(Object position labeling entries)
^^^^^^^^^^^^^^^^

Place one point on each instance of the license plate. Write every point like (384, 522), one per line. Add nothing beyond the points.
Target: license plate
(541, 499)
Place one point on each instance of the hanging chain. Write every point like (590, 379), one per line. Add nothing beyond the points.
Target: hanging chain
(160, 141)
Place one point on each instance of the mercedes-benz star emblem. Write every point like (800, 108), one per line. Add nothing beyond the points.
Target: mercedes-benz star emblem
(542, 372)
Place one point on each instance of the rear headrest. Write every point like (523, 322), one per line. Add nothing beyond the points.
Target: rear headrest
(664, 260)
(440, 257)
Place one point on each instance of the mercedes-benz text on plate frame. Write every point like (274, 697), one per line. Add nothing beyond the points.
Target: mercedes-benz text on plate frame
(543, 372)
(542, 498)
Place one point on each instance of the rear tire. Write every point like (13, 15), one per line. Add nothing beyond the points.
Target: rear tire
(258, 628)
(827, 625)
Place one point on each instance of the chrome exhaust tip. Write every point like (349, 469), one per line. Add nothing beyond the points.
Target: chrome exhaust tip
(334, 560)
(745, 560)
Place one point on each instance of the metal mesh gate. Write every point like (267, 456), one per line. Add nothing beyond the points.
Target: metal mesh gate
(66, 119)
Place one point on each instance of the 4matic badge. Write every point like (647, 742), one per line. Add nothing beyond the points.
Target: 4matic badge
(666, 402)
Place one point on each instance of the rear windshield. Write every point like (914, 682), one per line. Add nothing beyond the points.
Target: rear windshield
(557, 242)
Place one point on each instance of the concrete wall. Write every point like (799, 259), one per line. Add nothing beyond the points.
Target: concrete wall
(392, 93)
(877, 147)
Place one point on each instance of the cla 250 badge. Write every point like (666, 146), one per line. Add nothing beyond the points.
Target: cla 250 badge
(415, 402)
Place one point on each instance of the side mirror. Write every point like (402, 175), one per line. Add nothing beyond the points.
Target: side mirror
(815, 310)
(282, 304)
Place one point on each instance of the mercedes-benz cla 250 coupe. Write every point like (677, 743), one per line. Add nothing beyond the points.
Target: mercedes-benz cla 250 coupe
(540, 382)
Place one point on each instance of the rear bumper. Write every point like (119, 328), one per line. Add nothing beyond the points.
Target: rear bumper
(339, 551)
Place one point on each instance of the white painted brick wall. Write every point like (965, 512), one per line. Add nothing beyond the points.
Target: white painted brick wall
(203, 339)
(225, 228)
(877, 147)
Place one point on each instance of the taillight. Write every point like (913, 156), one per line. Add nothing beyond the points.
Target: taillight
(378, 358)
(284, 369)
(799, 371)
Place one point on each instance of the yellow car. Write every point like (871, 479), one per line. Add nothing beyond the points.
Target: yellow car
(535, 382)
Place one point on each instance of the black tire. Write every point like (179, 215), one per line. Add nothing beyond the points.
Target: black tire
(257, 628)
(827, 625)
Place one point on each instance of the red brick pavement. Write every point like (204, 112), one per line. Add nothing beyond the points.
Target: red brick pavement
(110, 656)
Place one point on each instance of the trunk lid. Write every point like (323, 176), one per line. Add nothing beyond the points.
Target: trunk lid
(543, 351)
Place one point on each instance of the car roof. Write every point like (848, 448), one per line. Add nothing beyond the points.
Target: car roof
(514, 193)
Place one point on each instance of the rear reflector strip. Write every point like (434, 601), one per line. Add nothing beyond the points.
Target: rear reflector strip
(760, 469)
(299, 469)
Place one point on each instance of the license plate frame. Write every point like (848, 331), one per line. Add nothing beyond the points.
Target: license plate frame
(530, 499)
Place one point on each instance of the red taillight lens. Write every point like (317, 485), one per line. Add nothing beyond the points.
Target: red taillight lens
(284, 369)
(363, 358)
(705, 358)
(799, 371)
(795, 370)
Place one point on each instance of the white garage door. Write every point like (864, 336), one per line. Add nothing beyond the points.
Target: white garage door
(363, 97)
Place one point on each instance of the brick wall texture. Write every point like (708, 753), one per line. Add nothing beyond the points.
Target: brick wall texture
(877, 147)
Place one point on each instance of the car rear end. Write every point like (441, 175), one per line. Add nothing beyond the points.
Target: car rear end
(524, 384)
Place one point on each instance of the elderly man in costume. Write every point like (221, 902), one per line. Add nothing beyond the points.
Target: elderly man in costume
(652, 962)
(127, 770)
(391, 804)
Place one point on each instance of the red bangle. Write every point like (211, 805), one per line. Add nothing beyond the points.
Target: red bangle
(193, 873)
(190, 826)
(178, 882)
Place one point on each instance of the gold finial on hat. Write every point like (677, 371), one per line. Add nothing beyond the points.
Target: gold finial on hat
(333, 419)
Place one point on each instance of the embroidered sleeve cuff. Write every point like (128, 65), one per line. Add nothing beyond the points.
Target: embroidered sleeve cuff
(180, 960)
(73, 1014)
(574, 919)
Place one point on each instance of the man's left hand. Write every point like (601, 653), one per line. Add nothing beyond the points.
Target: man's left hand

^^^^^^^^^^^^^^^^

Set down each entry again, unchanged.

__Task answer__.
Place one point on each instance of the license plate. Write every point like (384, 522), one per line. Add nothing beyond the points.
Target: license plate
(541, 499)
Place one point on each instance of the hanging chain. Write every point like (590, 379), one per line. Add nothing beyond the points.
Target: hanging chain
(160, 141)
Place one point on each instance of the mercedes-benz star emblem. Write every point like (800, 108), one per line. Add nothing beyond the points.
Target: mercedes-benz star emblem
(542, 372)
Place one point on each instance of the rear headrest. Write every point like (523, 322), one per line. Add nothing beyond the points.
Target: rear headrest
(664, 260)
(440, 257)
Place one point on each instance of the mercedes-benz text on plate frame. Write every point like (274, 697), one per line. Add nothing beyond the points.
Target: mercedes-benz text on plate frame
(543, 372)
(542, 498)
Place one point on each instance of the rear tire. Write every point like (13, 15), one per line. Add nothing beyond the points.
Target: rear tire
(258, 628)
(827, 625)
Place one point on each instance of the chrome exhaust tip. Write every point like (349, 469), one per line. Add nothing beyond the points.
Target: chrome exhaust tip
(334, 560)
(745, 560)
Place one point on each instance of the metal mesh gate. Write every point like (267, 456), one per line. Add nothing beyond the points.
Target: metal mesh gate
(66, 119)
Place one point on each instance of the 4matic badge. Write every point like (647, 742), one per line. Add nothing beyond the points.
Target: 4matic badge
(666, 402)
Place one point on each instance of the rear windshield. Write every point like (914, 682), one per line. Add nothing beyond the points.
Target: rear windshield
(557, 242)
Place one point on each instance of the concrete wall. Write every point like (799, 259), one per line. Add nothing beyond the points.
Target: concrete wall
(392, 93)
(877, 147)
Place one point on each instance of the cla 250 badge. Write every point like (666, 146), one per line. Add nothing beyond the points.
Target: cla 250 badge
(415, 402)
Place one point on each instance of the side mirror. Write every point like (402, 175), one per line. Add nothing beyond the points.
Target: side mirror
(815, 310)
(282, 304)
Place one point on each instance of the mercedes-benz cla 250 coupe. Write every point like (677, 743), one per line. Add nothing beyond the points.
Target: mercedes-benz cla 250 coupe
(540, 382)
Place one point on each instance of the rear bumper. Write every point like (119, 328), one per line. Add nothing beyond the points.
Target: rear bumper
(339, 551)
Place one point on each instance of the white painted brick wall. Write every point like (965, 512), one per line. Add nothing beyond the points.
Target: white painted brick wall
(203, 339)
(225, 228)
(877, 147)
Place one point on each instance of the taillight. Write every point like (913, 156), one per line. Add nothing beyond the points.
Target: taillight
(378, 358)
(284, 369)
(799, 371)
Place one point on each instance of the yellow car. Write every point like (871, 479), one per line. Add nothing beyond the points.
Target: yellow car
(535, 382)
Place one point on each instance of the black tire. Write every point like (179, 215), one per line. Add nothing beyond the points.
Target: black tire
(257, 628)
(827, 625)
Place one point on each instance of the red brick pavement. Write every point like (204, 112), one per line. Add nothing beyond the points.
Target: red brick pavement
(110, 656)
Place one point on each instance of the trunk lid. Write every point like (323, 176), one per line. Add nothing beyond the points.
Target: trunk lid
(543, 351)
Place one point on each instance of the car roof. Write every point like (848, 448), one per line. Add nothing beyond the points.
Target: car roof
(514, 193)
Place one point on each instance of the rear reflector strip. Write every point like (434, 601), one per line. Add nothing beyond the points.
Target: rear reflector strip
(760, 469)
(299, 469)
Place one point on each instance of the license plate frame. Write every point like (848, 331), one per line. Add nothing beyond the points.
Target: license plate frame
(530, 499)
Place one point on each instance of the red taillight lens. Write every point like (317, 485), one per line. Add nothing beyond the points.
Target: red taillight lens
(284, 369)
(363, 358)
(705, 358)
(799, 371)
(795, 370)
Place one point on each instance of the white garage door. Write every point like (864, 336), one per line. Add nothing beyond the points.
Target: white garage door
(363, 97)
Place one point on each instance of the brick wall texture. Write every point like (708, 753), one per line. Add nothing beyond the points.
Target: brick wall texture
(877, 147)
Place one point on each instance of the car rear end. Write every point like (441, 175), one per line. Add nothing beyond the points.
Target: car rear end
(524, 384)
Place one point on each instance of the elderly man in costume. Write every point like (221, 902), one per line. Add nothing beyond the points.
Target: elderly man in costume
(652, 962)
(127, 770)
(391, 804)
Place one point on each instance of the red bangle. Write every point like (211, 805), one per line. Add nothing beyond the points.
Target: red bangle
(193, 873)
(190, 826)
(178, 882)
Place one point on each instance of the gold finial on hat. Write every point like (677, 371), one per line. Add nothing beyond the points.
Target: gold finial on hat
(333, 419)
Place one point on each instance of the embroidered sleeve cuff. Write every point like (128, 65), one per line. Add nothing beyond the points.
Target: embroidered sleeve cuff
(180, 960)
(73, 1014)
(574, 919)
Place one point on each instance of the man's left hand. Write every point like (601, 653), one per line. Add nothing beyond the points.
Target: man's left hand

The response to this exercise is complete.